Christmas Happenings

This year, 1251, King Alexander III had a solemn interview with Henry, King of England, at York, accompanied [by] a great many of the nobility of both kingdoms, about Christmas-time; on which day King Alexander received the order of knighthood from King Henry; and on the 26th of December, being St. Stephen’s day, he solemnly married the Lady Margaret, eldest daughter to King Henry of England,..

– Historical Works, Alexander III.

 

Annan was explicitly and formally called a burgh in legal writs of the fourteenth century. It flourished during the long peace before the war of Independence; then its troubles began. An English invasion at Christmas time, 1297, was resisted on Annan moor, but the Annan men were worsted. Tradition still preserved memories of the disaster. Three stones in Dornock churchyard, of copestone shape, carved with primitive floral ornament, probably marked the graves of Annan’s three hundred slain. 

– Scots Lore, pp.335-340.

 

The site of [Linlithgow] Palace was, at the dawn of authentic history, a Roman fort or station, and sent off a communication – intended apparently to serve both as a road and as a line of defence – to Antoninus’ wall, at a point in the parish of Falkirk nearly opposite Callendar-house. Edward I., according to Fordun, built a peel or castle on the spot in 1300, and spent here the Christmas of next year. 

– Scotland Illustrated, Linlithgow Palace.

 

During the invasion of Edward III. in 1324, Baliol celebrated his Christmas at the Castle of Renfrew, in royal state; and there distributed lands and offices among his guests. 

– Select Views, Blythswood House.

GOAL 1
Write out the part of the Christmas excerpts that opens with the words "The site of" and closes with "of next year.", keeping every word and mark unchanged.

DATA FOR THIS TASK
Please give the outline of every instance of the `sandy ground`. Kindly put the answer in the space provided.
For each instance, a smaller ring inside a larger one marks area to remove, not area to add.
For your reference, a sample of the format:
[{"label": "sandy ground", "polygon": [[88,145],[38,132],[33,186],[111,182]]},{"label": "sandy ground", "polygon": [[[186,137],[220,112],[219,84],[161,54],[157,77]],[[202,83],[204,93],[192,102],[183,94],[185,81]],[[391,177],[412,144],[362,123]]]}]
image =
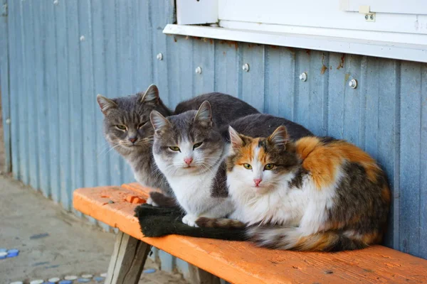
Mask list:
[{"label": "sandy ground", "polygon": [[[0,283],[107,272],[113,233],[102,231],[4,175],[0,175],[0,248],[20,251],[15,258],[0,259]],[[186,283],[180,275],[159,271],[148,260],[145,269],[149,268],[156,272],[143,273],[140,283]]]}]

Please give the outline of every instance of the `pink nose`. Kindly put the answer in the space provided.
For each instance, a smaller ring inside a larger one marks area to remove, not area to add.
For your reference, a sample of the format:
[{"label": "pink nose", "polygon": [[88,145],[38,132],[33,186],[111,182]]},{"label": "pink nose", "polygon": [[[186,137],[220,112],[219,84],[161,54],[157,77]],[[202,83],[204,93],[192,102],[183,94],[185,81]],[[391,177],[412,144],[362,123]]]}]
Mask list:
[{"label": "pink nose", "polygon": [[137,141],[137,138],[129,138],[129,141],[130,141],[131,143],[135,143],[135,141]]},{"label": "pink nose", "polygon": [[187,164],[188,165],[190,165],[190,164],[193,161],[193,158],[186,158],[184,159],[184,161],[185,162],[186,164]]},{"label": "pink nose", "polygon": [[260,185],[260,183],[261,183],[261,181],[263,181],[263,180],[261,180],[260,178],[255,178],[255,179],[254,179],[253,182],[255,182],[255,186]]}]

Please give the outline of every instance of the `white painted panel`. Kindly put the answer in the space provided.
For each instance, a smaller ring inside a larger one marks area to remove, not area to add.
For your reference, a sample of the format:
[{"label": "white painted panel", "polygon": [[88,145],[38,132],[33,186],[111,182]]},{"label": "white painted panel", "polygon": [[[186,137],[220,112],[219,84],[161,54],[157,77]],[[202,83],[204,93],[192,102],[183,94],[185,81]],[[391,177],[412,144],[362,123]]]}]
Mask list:
[{"label": "white painted panel", "polygon": [[218,0],[176,0],[179,25],[218,22]]},{"label": "white painted panel", "polygon": [[221,20],[219,21],[219,26],[226,28],[265,31],[267,33],[280,33],[307,36],[326,36],[328,38],[348,38],[349,40],[359,39],[395,43],[405,43],[408,44],[424,45],[427,48],[427,35],[423,34],[401,33],[399,36],[396,36],[396,33],[384,31],[347,31],[341,28],[273,25],[270,23],[238,22],[226,20]]},{"label": "white painted panel", "polygon": [[[423,6],[427,4],[427,0],[421,1]],[[359,30],[427,34],[426,15],[377,13],[375,22],[368,22],[364,14],[341,11],[338,0],[218,0],[218,4],[220,20],[339,28],[349,30],[348,33]]]},{"label": "white painted panel", "polygon": [[[361,6],[368,5],[371,12],[427,15],[426,0],[343,0],[345,11],[359,11]],[[347,2],[347,3],[346,3]]]},{"label": "white painted panel", "polygon": [[427,45],[169,24],[163,33],[427,62]]}]

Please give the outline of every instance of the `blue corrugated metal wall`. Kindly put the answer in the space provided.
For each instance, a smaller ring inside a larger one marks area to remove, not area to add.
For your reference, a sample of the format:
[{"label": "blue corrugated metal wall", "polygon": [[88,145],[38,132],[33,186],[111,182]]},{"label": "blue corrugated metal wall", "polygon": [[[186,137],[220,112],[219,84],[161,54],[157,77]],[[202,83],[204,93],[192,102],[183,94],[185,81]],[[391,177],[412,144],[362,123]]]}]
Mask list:
[{"label": "blue corrugated metal wall", "polygon": [[101,135],[96,94],[155,83],[173,107],[215,90],[366,149],[393,186],[387,245],[427,258],[426,64],[165,36],[172,1],[9,0],[4,18],[14,176],[65,208],[75,188],[132,181]]}]

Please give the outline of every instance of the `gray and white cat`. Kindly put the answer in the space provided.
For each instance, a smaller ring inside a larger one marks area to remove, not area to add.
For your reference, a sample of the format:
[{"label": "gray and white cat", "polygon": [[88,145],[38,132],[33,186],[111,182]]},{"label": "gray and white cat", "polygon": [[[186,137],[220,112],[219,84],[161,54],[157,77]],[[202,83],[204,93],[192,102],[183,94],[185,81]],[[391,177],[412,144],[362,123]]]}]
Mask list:
[{"label": "gray and white cat", "polygon": [[[219,125],[228,125],[237,118],[259,113],[239,99],[221,93],[204,94],[182,102],[174,113],[196,110],[208,98]],[[104,114],[105,139],[130,165],[135,180],[172,196],[172,191],[152,157],[154,129],[149,122],[149,114],[153,110],[163,116],[172,114],[160,99],[157,87],[152,84],[145,92],[115,99],[98,95],[97,100]]]},{"label": "gray and white cat", "polygon": [[153,155],[186,215],[182,222],[196,226],[199,217],[218,218],[233,209],[227,197],[214,197],[211,189],[226,155],[226,148],[206,101],[199,111],[166,119],[152,111],[155,129]]},{"label": "gray and white cat", "polygon": [[98,94],[97,100],[104,114],[105,139],[131,166],[135,180],[171,195],[152,154],[154,129],[149,114],[153,110],[165,116],[172,114],[159,97],[157,87],[152,84],[145,92],[112,99]]},{"label": "gray and white cat", "polygon": [[[216,126],[209,103],[204,102],[198,111],[168,118],[153,111],[150,119],[155,129],[154,160],[186,212],[182,222],[196,226],[199,217],[219,218],[231,213],[234,208],[228,198],[224,162],[229,143],[223,130]],[[299,124],[268,114],[249,115],[231,125],[260,136],[269,135],[280,125],[292,129],[294,139],[312,135]],[[157,203],[164,203],[166,199],[157,197]]]}]

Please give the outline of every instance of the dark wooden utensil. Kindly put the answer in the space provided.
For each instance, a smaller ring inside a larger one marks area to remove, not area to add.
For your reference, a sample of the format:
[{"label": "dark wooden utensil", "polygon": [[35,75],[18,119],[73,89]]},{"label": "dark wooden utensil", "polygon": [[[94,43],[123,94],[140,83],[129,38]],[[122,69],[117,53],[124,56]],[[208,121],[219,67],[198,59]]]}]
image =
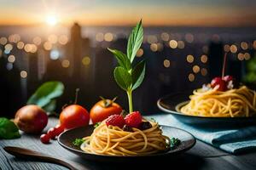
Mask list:
[{"label": "dark wooden utensil", "polygon": [[45,162],[50,162],[50,163],[56,163],[59,165],[62,165],[71,170],[78,170],[78,169],[87,169],[84,167],[82,167],[81,165],[70,162],[63,160],[57,159],[55,157],[52,157],[50,156],[47,156],[45,154],[37,152],[32,150],[25,149],[25,148],[20,148],[20,147],[15,147],[15,146],[5,146],[3,150],[17,157],[26,158],[26,159],[32,159]]}]

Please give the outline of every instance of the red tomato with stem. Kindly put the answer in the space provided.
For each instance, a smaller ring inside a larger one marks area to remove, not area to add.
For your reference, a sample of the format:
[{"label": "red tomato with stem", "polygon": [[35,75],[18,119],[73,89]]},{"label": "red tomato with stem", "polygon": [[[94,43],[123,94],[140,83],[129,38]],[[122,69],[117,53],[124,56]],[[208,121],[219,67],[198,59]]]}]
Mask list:
[{"label": "red tomato with stem", "polygon": [[102,99],[97,102],[90,110],[90,116],[93,123],[96,123],[107,119],[111,115],[119,115],[123,109],[122,107],[114,103],[113,99]]},{"label": "red tomato with stem", "polygon": [[89,121],[88,111],[79,105],[68,105],[60,115],[61,125],[67,129],[88,125]]}]

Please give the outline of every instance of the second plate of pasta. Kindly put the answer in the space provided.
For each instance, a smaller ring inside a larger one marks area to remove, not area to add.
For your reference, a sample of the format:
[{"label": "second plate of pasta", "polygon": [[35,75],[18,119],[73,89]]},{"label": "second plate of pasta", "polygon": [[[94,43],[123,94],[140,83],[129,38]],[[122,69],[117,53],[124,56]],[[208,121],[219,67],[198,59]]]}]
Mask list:
[{"label": "second plate of pasta", "polygon": [[[157,105],[178,121],[193,126],[232,128],[256,124],[254,94],[246,88],[230,92],[233,95],[231,99],[229,99],[228,93],[209,91],[209,95],[202,93],[173,93],[160,98]],[[244,98],[244,94],[248,94],[248,98]],[[201,95],[204,97],[201,98]],[[221,100],[218,99],[219,95],[223,95]],[[241,103],[241,106],[239,103]]]}]

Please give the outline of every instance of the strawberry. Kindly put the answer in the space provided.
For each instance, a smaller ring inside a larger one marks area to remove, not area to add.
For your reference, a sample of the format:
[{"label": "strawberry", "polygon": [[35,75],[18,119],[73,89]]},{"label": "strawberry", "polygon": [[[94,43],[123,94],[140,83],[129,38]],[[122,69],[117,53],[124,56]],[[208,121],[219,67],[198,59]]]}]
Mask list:
[{"label": "strawberry", "polygon": [[121,115],[112,115],[108,116],[106,120],[106,124],[108,127],[109,125],[112,125],[123,128],[124,125],[125,124],[125,122]]},{"label": "strawberry", "polygon": [[139,128],[143,116],[139,111],[133,111],[125,117],[125,124],[131,128]]}]

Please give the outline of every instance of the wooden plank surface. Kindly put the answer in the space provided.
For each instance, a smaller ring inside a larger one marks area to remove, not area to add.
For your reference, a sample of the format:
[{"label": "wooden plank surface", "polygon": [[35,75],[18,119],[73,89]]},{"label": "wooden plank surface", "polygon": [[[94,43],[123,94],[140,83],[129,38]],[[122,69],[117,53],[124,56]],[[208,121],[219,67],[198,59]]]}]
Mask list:
[{"label": "wooden plank surface", "polygon": [[[154,116],[153,116],[154,117]],[[47,130],[57,123],[57,119],[50,118]],[[62,170],[66,167],[52,163],[32,162],[15,158],[6,153],[3,147],[6,145],[20,146],[32,149],[49,156],[75,162],[83,165],[87,169],[136,169],[139,165],[113,164],[87,162],[76,155],[66,150],[54,140],[49,144],[43,144],[39,140],[39,135],[21,135],[20,139],[11,140],[0,140],[0,167],[3,170],[9,169],[56,169]],[[196,144],[190,150],[177,157],[166,157],[165,160],[151,162],[141,162],[143,166],[151,168],[172,167],[179,166],[181,169],[189,167],[190,169],[256,169],[256,152],[241,156],[232,156],[213,148],[205,143],[197,140]],[[140,164],[140,163],[138,163]],[[150,168],[150,169],[151,169]],[[166,168],[168,169],[168,168]]]}]

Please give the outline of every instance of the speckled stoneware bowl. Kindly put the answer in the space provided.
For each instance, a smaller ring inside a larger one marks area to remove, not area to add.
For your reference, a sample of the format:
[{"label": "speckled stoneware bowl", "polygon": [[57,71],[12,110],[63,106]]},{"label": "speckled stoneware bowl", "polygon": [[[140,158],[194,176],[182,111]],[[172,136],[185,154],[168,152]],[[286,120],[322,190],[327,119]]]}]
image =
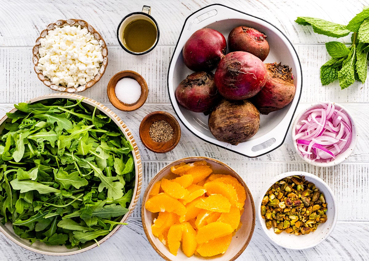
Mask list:
[{"label": "speckled stoneware bowl", "polygon": [[[138,151],[138,147],[133,138],[132,133],[120,118],[110,109],[96,101],[80,95],[68,93],[53,94],[32,99],[28,101],[27,102],[32,103],[57,98],[72,99],[78,100],[83,99],[82,102],[84,104],[84,105],[87,105],[92,108],[96,107],[97,109],[100,111],[101,113],[105,114],[110,118],[111,120],[117,125],[127,140],[129,142],[133,147],[132,154],[133,155],[133,160],[134,162],[135,170],[135,187],[133,191],[132,200],[128,208],[129,211],[123,216],[120,221],[122,223],[125,222],[133,212],[133,210],[137,205],[138,198],[139,197],[142,183],[142,170],[141,157]],[[10,112],[14,112],[17,110],[16,109],[14,108],[10,111]],[[1,120],[0,120],[0,133],[3,129],[4,127],[3,123],[8,119],[7,116],[5,116]],[[129,225],[127,225],[129,226]],[[118,225],[109,234],[101,238],[98,241],[99,244],[101,244],[101,243],[113,236],[114,233],[118,231],[118,229],[121,227],[121,225]],[[56,256],[73,255],[84,252],[93,248],[98,245],[96,243],[86,243],[83,246],[82,248],[80,249],[77,247],[68,249],[64,245],[47,246],[44,243],[38,241],[36,241],[31,244],[29,240],[21,238],[14,233],[13,226],[10,222],[6,223],[4,225],[0,223],[0,231],[9,239],[20,246],[29,250],[45,255]],[[1,259],[1,258],[0,258],[0,260]]]},{"label": "speckled stoneware bowl", "polygon": [[[150,192],[152,187],[157,181],[163,178],[171,179],[177,177],[170,171],[170,167],[182,162],[191,163],[200,160],[205,160],[210,166],[213,173],[230,175],[235,178],[243,186],[246,192],[246,199],[244,206],[244,211],[241,216],[241,222],[242,226],[232,237],[229,247],[223,254],[217,255],[210,257],[202,257],[193,255],[187,257],[182,252],[180,247],[176,256],[172,254],[168,248],[152,234],[151,225],[154,218],[157,216],[157,213],[152,213],[147,210],[145,205],[148,199]],[[212,261],[233,261],[242,254],[251,240],[255,227],[255,206],[251,192],[242,178],[231,167],[217,160],[205,157],[192,157],[177,160],[167,165],[162,169],[152,178],[147,186],[144,195],[141,208],[141,218],[144,230],[154,249],[166,261],[198,261],[199,260],[211,260]]]},{"label": "speckled stoneware bowl", "polygon": [[[273,184],[284,178],[295,175],[304,176],[306,181],[315,184],[320,192],[324,195],[328,209],[326,213],[327,220],[325,223],[320,224],[315,230],[309,234],[298,236],[285,232],[282,232],[280,234],[276,234],[274,233],[273,227],[269,229],[266,228],[265,220],[261,216],[261,208],[262,201],[265,193]],[[261,191],[256,204],[256,216],[262,230],[273,243],[286,248],[303,250],[315,247],[329,236],[337,223],[338,212],[333,192],[327,183],[315,175],[307,172],[290,171],[273,177]]]},{"label": "speckled stoneware bowl", "polygon": [[[86,28],[88,30],[89,32],[91,33],[96,40],[100,41],[101,40],[103,42],[103,44],[101,46],[102,53],[103,55],[103,60],[100,67],[100,69],[99,73],[92,80],[87,82],[85,84],[80,85],[78,87],[66,87],[61,85],[56,85],[53,84],[50,80],[50,79],[44,76],[42,74],[42,70],[37,69],[37,65],[38,64],[38,59],[40,58],[40,55],[38,52],[38,49],[41,45],[40,42],[40,39],[41,38],[45,38],[47,35],[48,32],[49,30],[52,30],[55,27],[62,27],[65,25],[73,25],[77,26],[80,25],[81,28]],[[32,61],[33,62],[34,66],[34,68],[35,72],[37,74],[37,77],[38,79],[42,81],[44,84],[51,89],[58,91],[66,92],[68,93],[76,93],[82,91],[88,88],[92,87],[94,84],[99,81],[101,78],[105,71],[106,66],[108,65],[108,48],[105,44],[105,41],[103,39],[102,37],[96,30],[95,29],[90,25],[87,22],[83,20],[79,19],[68,19],[68,20],[58,20],[55,22],[50,24],[46,27],[46,29],[41,32],[40,34],[40,37],[36,40],[36,44],[34,46],[32,50]]]}]

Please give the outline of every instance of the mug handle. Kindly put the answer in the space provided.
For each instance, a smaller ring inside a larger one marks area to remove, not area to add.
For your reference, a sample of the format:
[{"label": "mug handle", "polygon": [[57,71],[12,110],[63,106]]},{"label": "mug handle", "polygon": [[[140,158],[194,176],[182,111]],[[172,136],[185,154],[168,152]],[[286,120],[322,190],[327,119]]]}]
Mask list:
[{"label": "mug handle", "polygon": [[144,6],[142,8],[142,12],[149,15],[151,13],[151,7],[147,6]]}]

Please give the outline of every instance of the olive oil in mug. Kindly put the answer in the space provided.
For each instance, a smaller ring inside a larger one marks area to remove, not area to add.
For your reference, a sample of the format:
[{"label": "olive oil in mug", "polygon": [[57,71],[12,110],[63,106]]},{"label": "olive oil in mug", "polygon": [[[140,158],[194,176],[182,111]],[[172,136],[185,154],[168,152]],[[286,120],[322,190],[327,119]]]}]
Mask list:
[{"label": "olive oil in mug", "polygon": [[155,43],[158,31],[152,22],[144,19],[132,21],[124,28],[122,37],[126,48],[141,53],[149,49]]}]

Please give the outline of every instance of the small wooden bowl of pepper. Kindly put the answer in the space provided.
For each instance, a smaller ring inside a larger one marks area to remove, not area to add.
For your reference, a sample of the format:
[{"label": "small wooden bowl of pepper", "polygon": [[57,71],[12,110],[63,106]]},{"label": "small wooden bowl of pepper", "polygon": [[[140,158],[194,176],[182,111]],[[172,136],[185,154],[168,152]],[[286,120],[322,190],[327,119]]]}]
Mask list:
[{"label": "small wooden bowl of pepper", "polygon": [[154,111],[146,115],[141,122],[139,132],[145,146],[156,153],[172,150],[181,138],[178,122],[165,111]]}]

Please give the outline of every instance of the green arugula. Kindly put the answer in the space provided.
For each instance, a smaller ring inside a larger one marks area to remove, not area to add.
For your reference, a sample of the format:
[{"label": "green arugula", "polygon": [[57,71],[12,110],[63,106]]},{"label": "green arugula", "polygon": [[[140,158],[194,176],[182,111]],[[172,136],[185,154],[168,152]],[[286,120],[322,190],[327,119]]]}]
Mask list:
[{"label": "green arugula", "polygon": [[341,89],[352,84],[356,80],[365,82],[368,74],[369,51],[369,7],[364,7],[347,25],[317,18],[299,17],[295,22],[311,25],[315,32],[339,38],[352,32],[349,47],[336,41],[326,43],[328,53],[332,59],[320,68],[320,79],[327,85],[338,79]]},{"label": "green arugula", "polygon": [[110,118],[81,101],[21,103],[7,114],[0,217],[31,243],[80,248],[126,225],[119,221],[133,196],[133,148]]}]

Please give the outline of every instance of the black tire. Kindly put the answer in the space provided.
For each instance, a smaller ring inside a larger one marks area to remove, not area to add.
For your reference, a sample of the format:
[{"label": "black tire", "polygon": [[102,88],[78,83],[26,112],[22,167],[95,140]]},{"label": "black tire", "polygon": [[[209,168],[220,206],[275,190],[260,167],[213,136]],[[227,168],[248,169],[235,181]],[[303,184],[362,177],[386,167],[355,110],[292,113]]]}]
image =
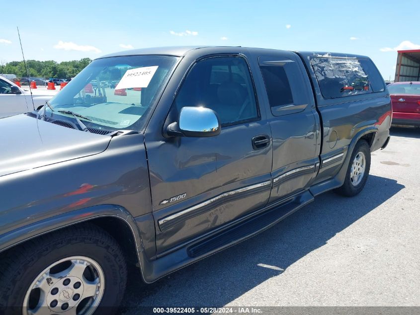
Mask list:
[{"label": "black tire", "polygon": [[0,255],[2,315],[21,315],[25,296],[38,275],[54,262],[73,256],[94,260],[103,272],[103,295],[95,315],[114,314],[124,295],[127,281],[124,254],[111,235],[94,224],[82,223],[61,229]]},{"label": "black tire", "polygon": [[[354,186],[351,182],[350,170],[353,161],[359,152],[361,152],[364,155],[366,158],[366,166],[361,181],[358,185]],[[353,153],[351,154],[351,156],[350,158],[348,166],[346,171],[345,180],[344,181],[344,184],[343,184],[341,187],[336,190],[336,192],[340,195],[348,197],[352,197],[356,196],[362,191],[363,187],[364,187],[366,181],[367,181],[367,178],[369,176],[369,172],[370,170],[370,148],[365,140],[360,140],[356,144],[356,146],[354,147],[354,149],[353,150]]]}]

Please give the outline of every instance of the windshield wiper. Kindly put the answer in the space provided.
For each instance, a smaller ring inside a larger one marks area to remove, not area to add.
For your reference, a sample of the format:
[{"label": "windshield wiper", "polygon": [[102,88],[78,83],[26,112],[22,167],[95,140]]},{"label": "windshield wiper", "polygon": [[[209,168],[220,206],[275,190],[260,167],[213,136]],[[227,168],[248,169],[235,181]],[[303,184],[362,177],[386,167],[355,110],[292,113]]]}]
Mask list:
[{"label": "windshield wiper", "polygon": [[[51,109],[51,111],[55,111],[52,106],[50,105],[49,102],[47,101],[45,102],[45,104],[44,104],[44,106],[38,111],[38,115],[37,115],[36,118],[39,119],[41,118],[41,120],[44,120],[43,118],[45,117],[45,106],[48,106]],[[40,113],[42,113],[41,114]]]},{"label": "windshield wiper", "polygon": [[67,114],[68,115],[72,115],[76,119],[76,121],[77,121],[79,125],[80,126],[80,127],[82,128],[82,130],[84,131],[86,131],[86,132],[90,132],[90,131],[89,131],[89,129],[87,129],[87,127],[83,123],[82,121],[78,118],[80,117],[80,118],[82,118],[84,119],[86,119],[86,120],[89,120],[89,121],[91,121],[92,119],[87,118],[87,117],[85,117],[83,115],[81,115],[80,114],[78,114],[76,112],[74,111],[72,111],[71,110],[59,110],[59,112],[62,112],[63,114]]}]

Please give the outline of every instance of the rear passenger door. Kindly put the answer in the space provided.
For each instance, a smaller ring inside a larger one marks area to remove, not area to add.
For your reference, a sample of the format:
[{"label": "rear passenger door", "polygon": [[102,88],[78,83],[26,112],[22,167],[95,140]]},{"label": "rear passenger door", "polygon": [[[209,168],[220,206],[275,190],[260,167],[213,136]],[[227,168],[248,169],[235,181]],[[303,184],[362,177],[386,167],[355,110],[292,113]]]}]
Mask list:
[{"label": "rear passenger door", "polygon": [[278,52],[258,58],[273,139],[270,202],[309,188],[319,166],[320,121],[300,60]]}]

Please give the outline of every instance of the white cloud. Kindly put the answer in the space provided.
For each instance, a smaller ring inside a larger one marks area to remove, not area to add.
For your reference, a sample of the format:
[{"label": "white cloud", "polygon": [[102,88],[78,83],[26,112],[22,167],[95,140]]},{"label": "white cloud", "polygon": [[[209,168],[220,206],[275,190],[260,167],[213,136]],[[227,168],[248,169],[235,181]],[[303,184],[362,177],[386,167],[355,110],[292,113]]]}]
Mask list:
[{"label": "white cloud", "polygon": [[133,47],[132,45],[130,45],[130,44],[127,44],[127,45],[125,44],[120,44],[120,47],[122,48],[124,48],[124,49],[132,49],[134,48]]},{"label": "white cloud", "polygon": [[4,44],[4,45],[8,45],[11,44],[11,42],[7,39],[2,39],[0,38],[0,43]]},{"label": "white cloud", "polygon": [[169,32],[171,34],[174,35],[176,36],[196,36],[198,35],[198,32],[189,31],[188,30],[186,30],[185,32],[180,32],[179,33],[177,33],[176,32],[174,32],[173,31],[169,31]]},{"label": "white cloud", "polygon": [[409,50],[410,49],[420,49],[420,45],[412,43],[409,40],[404,40],[401,42],[396,47],[391,48],[390,47],[384,47],[380,48],[381,51],[397,51],[397,50]]},{"label": "white cloud", "polygon": [[56,49],[63,49],[63,50],[76,50],[77,51],[91,51],[98,54],[101,52],[100,50],[95,47],[89,45],[78,45],[73,42],[64,42],[58,41],[57,45],[54,45]]}]

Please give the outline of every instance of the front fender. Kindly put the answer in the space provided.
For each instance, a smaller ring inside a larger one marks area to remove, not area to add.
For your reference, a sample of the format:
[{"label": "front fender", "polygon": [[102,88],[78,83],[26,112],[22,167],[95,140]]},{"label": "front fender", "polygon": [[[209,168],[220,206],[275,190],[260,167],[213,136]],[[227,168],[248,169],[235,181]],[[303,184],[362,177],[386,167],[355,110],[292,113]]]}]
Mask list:
[{"label": "front fender", "polygon": [[[151,266],[146,256],[142,233],[130,212],[125,208],[116,205],[101,205],[79,209],[41,220],[3,234],[0,235],[0,253],[43,234],[75,224],[105,217],[112,217],[122,220],[130,228],[136,245],[135,253],[138,259],[139,267],[141,270],[143,280],[146,282],[145,275],[151,272]],[[147,242],[147,240],[146,241]]]}]

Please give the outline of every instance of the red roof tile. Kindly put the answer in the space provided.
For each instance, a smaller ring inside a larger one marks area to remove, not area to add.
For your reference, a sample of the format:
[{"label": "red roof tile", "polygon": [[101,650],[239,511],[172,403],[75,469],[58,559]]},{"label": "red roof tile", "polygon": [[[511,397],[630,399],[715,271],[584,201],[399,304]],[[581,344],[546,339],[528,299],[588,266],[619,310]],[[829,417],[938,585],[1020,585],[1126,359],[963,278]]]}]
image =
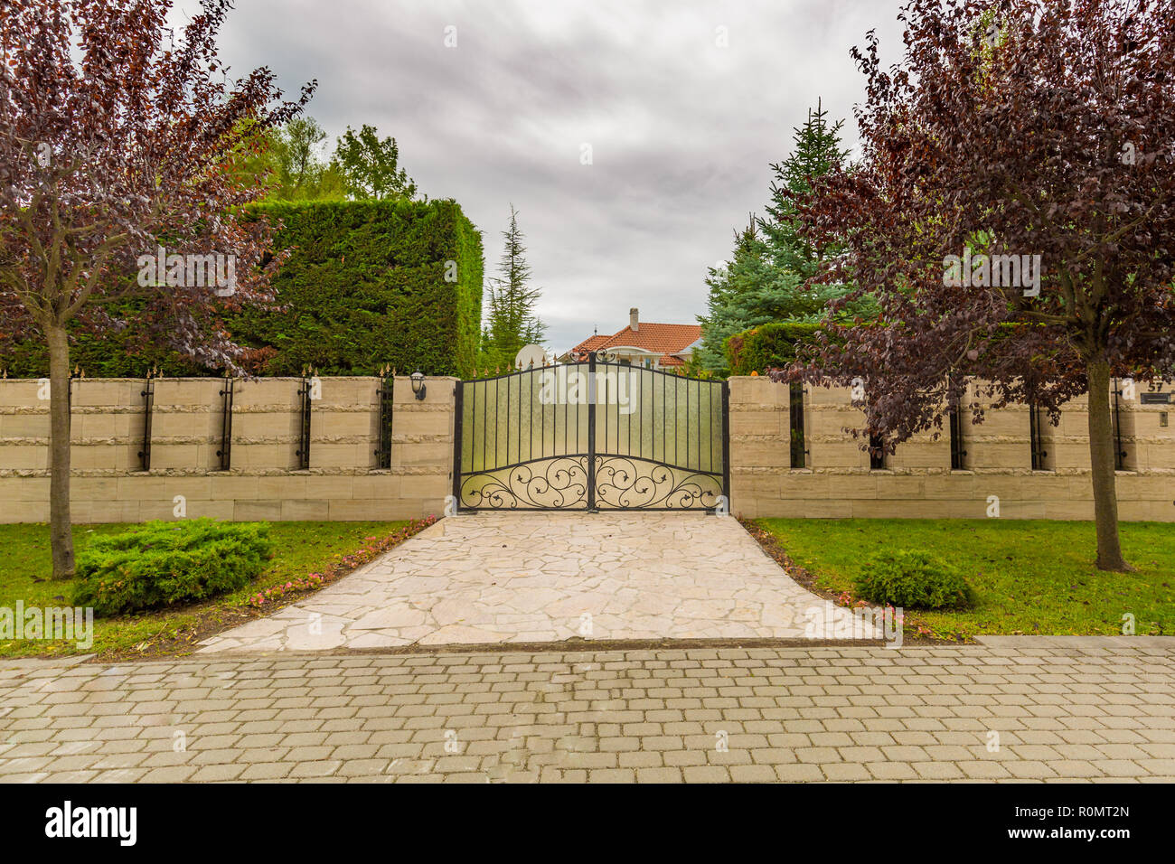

GOAL 2
Pull out each line of the listing that contains the string "passenger", treating uppercase and lowercase as different.

WRITTEN SOLUTION 1
The site of [Linlithgow] Palace was, at the dawn of authentic history, a Roman fort or station, and sent off a communication – intended apparently to serve both as a road and as a line of defence – to Antoninus’ wall, at a point in the parish of Falkirk nearly opposite Callendar-house. Edward I., according to Fordun, built a peel or castle on the spot in 1300, and spent here the Christmas of next year.

WRITTEN SOLUTION 2
Please give the outline of every instance of the rear passenger door. Kindly put the answer in the space provided.
[{"label": "rear passenger door", "polygon": [[102,88],[78,83],[26,112],[22,167],[95,140]]},{"label": "rear passenger door", "polygon": [[[209,168],[220,206],[275,190],[260,167],[213,136]],[[227,168],[248,169],[235,181]],[[303,184],[362,177],[386,167],[355,110],[292,113]]]}]
[{"label": "rear passenger door", "polygon": [[278,52],[258,58],[273,139],[270,202],[309,188],[319,166],[320,121],[300,60]]}]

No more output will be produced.